** begin Extracted text **

What do the clutch settings actually mean on a cordless drill?

The clutch is a numbered collar behind the chuck. It limits how much torque the drill applies before it releases (slips or stops driving). The numbers (typically 1–15, plus a drill bit symbol) correspond to different torque limits.

How the clutch works. Inside the drill, a spring pushes a set of steel balls against a cam ring. When the torque at the chuck exceeds the spring force, the balls ride up the cam ramps, and the chuck disengages from the motor. You hear a "ratcheting" sound. This prevents the screw from over-driving (sinking too deep or stripping the hole) and prevents the drill from twisting your wrist.

What each number range is for.

  • Settings 1–4 (low torque): For very small screws into soft materials (like 1.5 mm screws into plastic electronics cases, or small hinges into soft pine). The drill will stop driving almost the moment the screw head touches the surface.

** end Extracted text **

- [Required work]:
1. Print the passage on drill clutch settings word for word, everything from "The clutch is" down to "range is for.".
2. Write what comes next in the passage on drill clutch settings, starting right after its last sentence.

** begin Data **

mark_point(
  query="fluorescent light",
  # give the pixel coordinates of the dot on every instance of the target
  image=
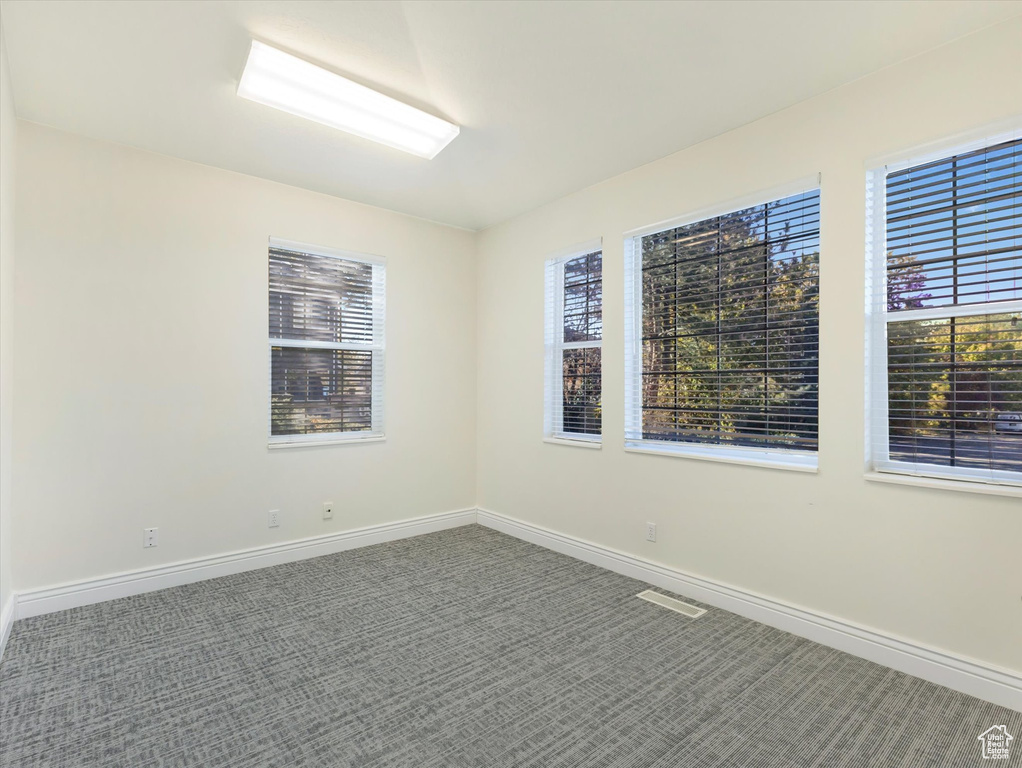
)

** end Data **

- [Exercise answers]:
1.
The clutch is a numbered collar behind the chuck. It limits how much torque the drill applies before it releases (slips or stops driving). The numbers (typically 1–15, plus a drill bit symbol) correspond to different torque limits.

How the clutch works. Inside the drill, a spring pushes a set of steel balls against a cam ring. When the torque at the chuck exceeds the spring force, the balls ride up the cam ramps, and the chuck disengages from the motor. You hear a "ratcheting" sound. This prevents the screw from over-driving (sinking too deep or stripping the hole) and prevents the drill from twisting your wrist.

What each number range is for.

2.
  • Settings 5–9 (medium torque): For medium screws into wood (3 mm screws into softwood, 2–3 mm screws into hardwood, or small 4 mm screws into drywall anchors).
  • Settings 10–15 (high torque): For large screws (5–6 mm lag bolts into softwood, driving screws into hardwood where the clutch trips late). Most drywall screw driving uses setting 10–12.
  • Drill symbol (drill bit): This is not a numbered setting. It disengages the clutch entirely, so the drill applies full motor torque until you release the trigger. Use this for drilling holes, not for driving screws.